*Extract provided:*
################

# BFN 9dp5dt-too early?



## still smiling (Jan 15, 2009)

Hi all,

Despite my resolve to wait until OTD i've obviously buggered up.

I had 2 hatching blasts transferred 9 days ago and so thought today,with the embies being 13 days old,that i'd get a definitive result either way.The 2 tests i did are absolutely negative,no question.

My OTD is wednesday which would make me 13dpt which is a really long 2ww from what i gather.
To be honest i'm in shock,2 hatching blasts not working?!

So what i'm really asking is how late have people tested with blasts or in other words have any of you tested early(though i don't think 9 days with blasts can be considered that early)and got BFN's that have turned into BFP's?

I need to get upset and move on but i'm in denial,they were so blimmin perfect!

xxxxxxxxx


----------



## babymithel (Oct 13, 2008)

It may be too early, I would deffo wait till your OTD and test again.   

Good luck


----------



## Jodeyne (Apr 17, 2007)

################

*Listed entries:*
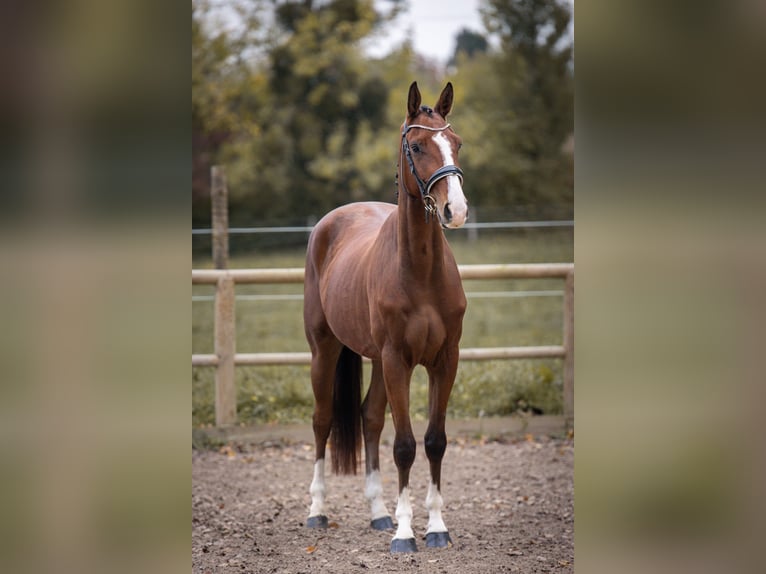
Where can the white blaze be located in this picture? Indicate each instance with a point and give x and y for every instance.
(457, 202)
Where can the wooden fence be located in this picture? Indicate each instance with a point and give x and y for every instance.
(225, 358)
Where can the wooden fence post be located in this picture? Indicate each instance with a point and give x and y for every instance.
(219, 200)
(569, 351)
(225, 391)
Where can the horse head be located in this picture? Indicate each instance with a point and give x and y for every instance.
(430, 149)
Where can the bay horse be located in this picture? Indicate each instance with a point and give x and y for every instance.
(381, 282)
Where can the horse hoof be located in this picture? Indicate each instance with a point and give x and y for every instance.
(382, 523)
(438, 540)
(403, 545)
(317, 522)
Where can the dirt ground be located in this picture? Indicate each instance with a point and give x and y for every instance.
(509, 505)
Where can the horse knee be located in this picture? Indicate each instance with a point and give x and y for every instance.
(436, 444)
(404, 451)
(372, 424)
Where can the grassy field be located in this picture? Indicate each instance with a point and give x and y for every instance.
(283, 394)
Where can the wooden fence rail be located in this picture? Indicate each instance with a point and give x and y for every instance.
(225, 357)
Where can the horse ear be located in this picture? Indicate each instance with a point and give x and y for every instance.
(444, 105)
(413, 100)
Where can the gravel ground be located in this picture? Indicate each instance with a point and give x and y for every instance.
(509, 506)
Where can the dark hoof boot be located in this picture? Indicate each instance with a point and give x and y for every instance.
(317, 522)
(438, 540)
(382, 523)
(403, 545)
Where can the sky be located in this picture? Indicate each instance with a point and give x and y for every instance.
(432, 25)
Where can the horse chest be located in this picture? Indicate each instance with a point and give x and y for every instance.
(425, 332)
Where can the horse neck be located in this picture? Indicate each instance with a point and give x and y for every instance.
(421, 243)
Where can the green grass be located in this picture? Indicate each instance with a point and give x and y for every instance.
(283, 394)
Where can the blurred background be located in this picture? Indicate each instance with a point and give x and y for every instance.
(302, 102)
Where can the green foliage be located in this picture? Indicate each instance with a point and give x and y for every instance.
(304, 121)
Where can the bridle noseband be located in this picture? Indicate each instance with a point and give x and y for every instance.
(425, 186)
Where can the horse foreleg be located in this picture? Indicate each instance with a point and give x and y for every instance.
(373, 418)
(397, 381)
(441, 380)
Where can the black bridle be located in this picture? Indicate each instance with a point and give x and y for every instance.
(425, 186)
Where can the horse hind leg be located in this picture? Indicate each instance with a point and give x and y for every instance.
(323, 362)
(373, 419)
(440, 386)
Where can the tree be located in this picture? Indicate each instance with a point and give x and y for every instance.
(521, 101)
(469, 43)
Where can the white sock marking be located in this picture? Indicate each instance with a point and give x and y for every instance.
(404, 516)
(374, 493)
(457, 202)
(317, 489)
(434, 504)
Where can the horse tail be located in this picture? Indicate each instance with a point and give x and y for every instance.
(347, 413)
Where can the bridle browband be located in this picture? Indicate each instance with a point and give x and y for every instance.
(425, 186)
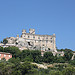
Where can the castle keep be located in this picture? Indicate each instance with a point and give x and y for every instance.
(33, 41)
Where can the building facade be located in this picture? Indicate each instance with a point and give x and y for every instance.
(6, 56)
(33, 41)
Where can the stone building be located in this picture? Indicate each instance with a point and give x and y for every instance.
(7, 56)
(33, 41)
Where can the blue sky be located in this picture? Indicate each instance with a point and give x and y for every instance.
(46, 16)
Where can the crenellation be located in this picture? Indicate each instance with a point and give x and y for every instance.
(33, 41)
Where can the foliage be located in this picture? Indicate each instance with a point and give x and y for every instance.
(5, 41)
(48, 57)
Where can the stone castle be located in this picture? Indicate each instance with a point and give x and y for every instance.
(33, 41)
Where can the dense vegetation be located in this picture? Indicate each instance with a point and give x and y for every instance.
(20, 64)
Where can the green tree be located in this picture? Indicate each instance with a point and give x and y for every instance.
(5, 41)
(69, 71)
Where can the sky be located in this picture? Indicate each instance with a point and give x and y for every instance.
(45, 16)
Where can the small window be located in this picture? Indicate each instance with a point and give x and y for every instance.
(33, 36)
(46, 37)
(51, 41)
(38, 37)
(28, 36)
(50, 38)
(9, 55)
(47, 41)
(4, 55)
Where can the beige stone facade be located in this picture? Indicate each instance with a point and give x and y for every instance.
(33, 41)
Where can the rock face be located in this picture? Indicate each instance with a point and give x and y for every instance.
(32, 41)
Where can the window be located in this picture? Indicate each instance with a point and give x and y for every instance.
(46, 37)
(51, 41)
(50, 38)
(4, 55)
(28, 36)
(47, 41)
(9, 55)
(33, 36)
(38, 37)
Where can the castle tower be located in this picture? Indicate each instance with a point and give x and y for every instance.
(23, 31)
(32, 31)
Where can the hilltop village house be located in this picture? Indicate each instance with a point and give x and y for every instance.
(6, 56)
(33, 41)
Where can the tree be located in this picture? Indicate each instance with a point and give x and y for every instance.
(69, 71)
(5, 41)
(48, 57)
(68, 54)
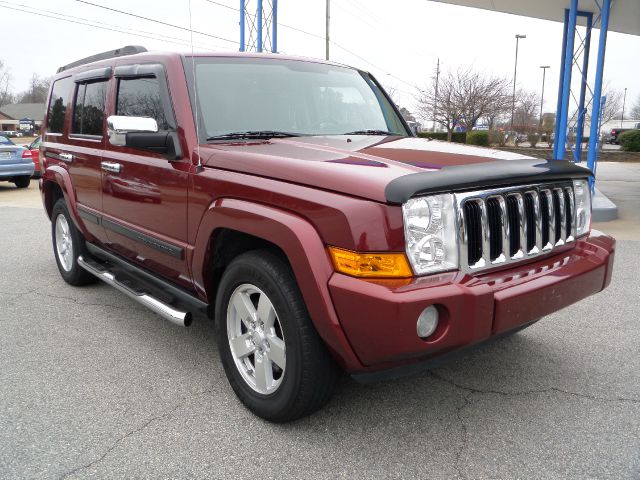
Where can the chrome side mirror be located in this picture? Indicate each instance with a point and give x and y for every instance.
(118, 126)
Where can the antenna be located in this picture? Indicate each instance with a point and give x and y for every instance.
(195, 93)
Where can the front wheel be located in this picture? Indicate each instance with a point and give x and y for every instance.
(68, 245)
(273, 357)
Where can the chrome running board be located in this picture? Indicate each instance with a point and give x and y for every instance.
(167, 312)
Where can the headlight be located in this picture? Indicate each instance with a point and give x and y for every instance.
(430, 233)
(582, 192)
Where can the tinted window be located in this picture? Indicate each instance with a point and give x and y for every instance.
(88, 113)
(58, 104)
(140, 97)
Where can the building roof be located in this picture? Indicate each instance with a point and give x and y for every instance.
(18, 111)
(624, 17)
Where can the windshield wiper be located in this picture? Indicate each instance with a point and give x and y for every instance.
(370, 132)
(252, 134)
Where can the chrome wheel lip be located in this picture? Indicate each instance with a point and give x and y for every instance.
(256, 339)
(64, 242)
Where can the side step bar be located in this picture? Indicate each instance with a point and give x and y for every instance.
(167, 312)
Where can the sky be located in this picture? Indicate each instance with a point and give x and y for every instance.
(398, 41)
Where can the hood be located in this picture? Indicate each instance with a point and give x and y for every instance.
(358, 165)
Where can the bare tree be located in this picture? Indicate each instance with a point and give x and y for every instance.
(37, 91)
(611, 110)
(463, 98)
(446, 108)
(6, 96)
(481, 96)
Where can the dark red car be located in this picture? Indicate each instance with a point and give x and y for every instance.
(287, 199)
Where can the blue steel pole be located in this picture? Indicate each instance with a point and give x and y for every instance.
(561, 139)
(259, 21)
(274, 27)
(242, 25)
(556, 130)
(577, 155)
(592, 155)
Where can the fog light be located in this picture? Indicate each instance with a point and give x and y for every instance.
(427, 322)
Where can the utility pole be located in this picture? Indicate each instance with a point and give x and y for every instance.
(435, 97)
(544, 71)
(328, 17)
(624, 101)
(515, 72)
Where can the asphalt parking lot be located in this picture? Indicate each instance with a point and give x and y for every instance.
(94, 386)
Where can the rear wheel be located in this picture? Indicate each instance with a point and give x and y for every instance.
(68, 245)
(273, 357)
(22, 182)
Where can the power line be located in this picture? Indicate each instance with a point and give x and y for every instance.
(115, 28)
(160, 39)
(156, 21)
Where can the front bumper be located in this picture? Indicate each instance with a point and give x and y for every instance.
(379, 317)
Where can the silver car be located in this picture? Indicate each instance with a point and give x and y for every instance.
(16, 163)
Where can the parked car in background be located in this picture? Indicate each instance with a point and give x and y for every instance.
(289, 200)
(16, 164)
(34, 148)
(614, 136)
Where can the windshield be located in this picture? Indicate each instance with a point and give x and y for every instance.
(291, 97)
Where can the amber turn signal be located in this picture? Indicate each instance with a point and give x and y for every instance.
(370, 265)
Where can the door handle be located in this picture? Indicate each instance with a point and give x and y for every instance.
(111, 167)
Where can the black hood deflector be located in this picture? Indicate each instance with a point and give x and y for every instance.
(478, 176)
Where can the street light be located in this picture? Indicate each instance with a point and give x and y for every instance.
(544, 71)
(515, 71)
(624, 101)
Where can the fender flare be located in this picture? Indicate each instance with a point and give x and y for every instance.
(304, 249)
(60, 176)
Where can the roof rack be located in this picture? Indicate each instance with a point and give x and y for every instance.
(118, 52)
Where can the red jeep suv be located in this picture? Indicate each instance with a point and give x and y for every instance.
(287, 199)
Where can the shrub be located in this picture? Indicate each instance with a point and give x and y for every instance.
(498, 137)
(630, 141)
(456, 137)
(478, 138)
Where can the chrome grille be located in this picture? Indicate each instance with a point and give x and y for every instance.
(506, 225)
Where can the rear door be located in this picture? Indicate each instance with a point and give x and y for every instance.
(74, 138)
(144, 194)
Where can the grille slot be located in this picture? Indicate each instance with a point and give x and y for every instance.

################

*Tasks and exercises:*
A – According to the forum thread, what day is the poster's OTD, and how many days past transfer would that make her?
B – From the forum thread, extract the passage that begins at the words "## still smiling" and stops after "absolutely negative,no question.".

*Results for each task:*
A – Wednesday, which would make her 13 days past transfer.

B –
## still smiling (Jan 15, 2009)

Hi all,

Despite my resolve to wait until OTD i've obviously buggered up.

I had 2 hatching blasts transferred 9 days ago and so thought today,with the embies being 13 days old,that i'd get a definitive result either way.The 2 tests i did are absolutely negative,no question.